▶
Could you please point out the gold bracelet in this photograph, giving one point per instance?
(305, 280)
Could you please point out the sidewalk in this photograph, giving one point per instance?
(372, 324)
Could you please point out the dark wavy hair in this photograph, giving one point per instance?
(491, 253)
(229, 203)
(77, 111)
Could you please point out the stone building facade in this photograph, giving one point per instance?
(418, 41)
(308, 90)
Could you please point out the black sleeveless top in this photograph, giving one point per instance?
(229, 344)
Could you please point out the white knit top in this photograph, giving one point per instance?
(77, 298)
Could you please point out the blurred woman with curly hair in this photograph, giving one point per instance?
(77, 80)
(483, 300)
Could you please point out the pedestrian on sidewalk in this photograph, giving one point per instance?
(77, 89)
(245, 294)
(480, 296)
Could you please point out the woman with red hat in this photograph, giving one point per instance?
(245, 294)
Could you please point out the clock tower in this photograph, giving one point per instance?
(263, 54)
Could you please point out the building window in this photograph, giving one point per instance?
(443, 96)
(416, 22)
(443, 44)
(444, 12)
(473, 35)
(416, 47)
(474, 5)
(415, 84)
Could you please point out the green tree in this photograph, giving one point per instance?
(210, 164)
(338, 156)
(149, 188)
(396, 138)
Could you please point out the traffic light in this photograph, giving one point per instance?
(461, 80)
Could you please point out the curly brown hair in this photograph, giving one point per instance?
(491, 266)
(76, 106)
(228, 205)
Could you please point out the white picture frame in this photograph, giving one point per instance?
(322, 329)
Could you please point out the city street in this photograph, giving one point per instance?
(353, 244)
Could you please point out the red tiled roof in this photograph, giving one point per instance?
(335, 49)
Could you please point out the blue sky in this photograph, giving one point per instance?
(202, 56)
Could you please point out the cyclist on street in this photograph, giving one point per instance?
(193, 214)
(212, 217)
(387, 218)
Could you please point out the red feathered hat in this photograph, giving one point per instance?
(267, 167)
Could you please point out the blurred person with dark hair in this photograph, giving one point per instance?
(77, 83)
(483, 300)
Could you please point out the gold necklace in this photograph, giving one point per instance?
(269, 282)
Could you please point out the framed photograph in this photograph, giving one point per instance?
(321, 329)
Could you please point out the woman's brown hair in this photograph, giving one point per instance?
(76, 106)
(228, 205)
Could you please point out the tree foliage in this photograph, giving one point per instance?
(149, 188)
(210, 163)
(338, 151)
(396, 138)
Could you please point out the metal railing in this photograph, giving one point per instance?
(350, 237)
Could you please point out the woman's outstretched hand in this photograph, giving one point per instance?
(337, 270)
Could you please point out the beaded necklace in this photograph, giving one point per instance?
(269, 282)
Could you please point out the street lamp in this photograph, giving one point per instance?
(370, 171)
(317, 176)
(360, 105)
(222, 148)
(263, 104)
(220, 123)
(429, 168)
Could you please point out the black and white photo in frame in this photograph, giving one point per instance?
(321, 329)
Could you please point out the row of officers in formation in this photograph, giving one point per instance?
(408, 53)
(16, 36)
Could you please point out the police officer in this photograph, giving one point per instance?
◀
▸ **Assignment**: Every line of the listing needs to be written out exactly.

▸ **Response to the exercise**:
Could you please point out the gold bracelet in this photograph, giving one point per instance?
(305, 280)
Could you please point out the sidewalk in this photograph, giving one point per instance?
(372, 324)
Could you please point out the dark wavy hair in this photograph, giving one point per instance?
(491, 253)
(229, 203)
(77, 111)
Could you please point out the stone building facade in this photograph, giving one point per instance?
(418, 41)
(308, 90)
Could you please point out the black sleeveless top in this photograph, giving one point per instance?
(229, 344)
Could you please point out the white knit top in this photograph, giving one point per instance?
(77, 298)
Could you please point out the blurred woman with curly hair in this photograph, giving one point per instance?
(77, 80)
(483, 300)
Could you please point out the pedestrian on sidewalk in this photograph, giving one point per instance?
(77, 89)
(245, 294)
(480, 296)
Could you please point out the woman with red hat in this photograph, giving one point per instance?
(245, 294)
Could you please point out the clock tower in this photograph, giving one point per instance?
(263, 54)
Could you please point out the building window in this photograph, giving one point per instance?
(443, 96)
(416, 22)
(443, 44)
(444, 12)
(473, 35)
(416, 47)
(474, 5)
(415, 84)
Could you please point out the green tree in this photograph, giving one point per instance?
(210, 164)
(338, 156)
(149, 188)
(396, 138)
Could you please point out the traffic light in this photograph, giving one point per instance?
(461, 80)
Could you please point out the curly brown hair in this photograph, giving one point per instance?
(491, 266)
(76, 106)
(228, 205)
Could you please point out the white picture frame in this photograph, giving one point per instance?
(322, 329)
Could you please point out the city street in this photograph, giving one point per instance?
(353, 244)
Could you please point out the red tiled roof in this photograph, giving one point per instance?
(335, 49)
Could you please point out the blue sky in this photograph, giving one point per instance?
(202, 56)
Could you please point out the cyclist on street in this photograph, giving one point per instance?
(193, 214)
(212, 217)
(387, 218)
Could you please point out the red feathered hat in this photograph, giving one point per instance?
(267, 167)
Could you please point out the blurred person with dark hair in this photograph, giving one point per instance?
(77, 83)
(483, 300)
Could you please point out the gold necklace in this photograph, giving one point per instance?
(269, 282)
Could you please point out the framed photograph in this photograph, giving one point per instance?
(321, 329)
Could you please point out the woman's brown hair in this photograph, giving one point per instance?
(76, 106)
(228, 205)
Could you please point out the tree foliage in this photograph, giving one point per instance?
(149, 188)
(210, 163)
(338, 151)
(396, 138)
Could you please point out the metal railing in this photograph, giving one point per instance?
(350, 237)
Could you please point out the woman's outstretched hand in this photograph, giving one point per instance?
(337, 270)
Could you please point out the beaded necklace in this photograph, giving one point per instance?
(269, 282)
Could you please point out the street lamp in this photograph, giving one point per instance?
(370, 171)
(317, 176)
(360, 105)
(222, 148)
(263, 104)
(220, 123)
(429, 168)
Could you please point out the black and white photo in frame in this photograph, giving one point per instance?
(321, 329)
Could you please point out the row of officers in formation in this photograph, giving one point per instance?
(408, 53)
(16, 36)
Could you please point out the police officer in this photograph, giving one point per instance?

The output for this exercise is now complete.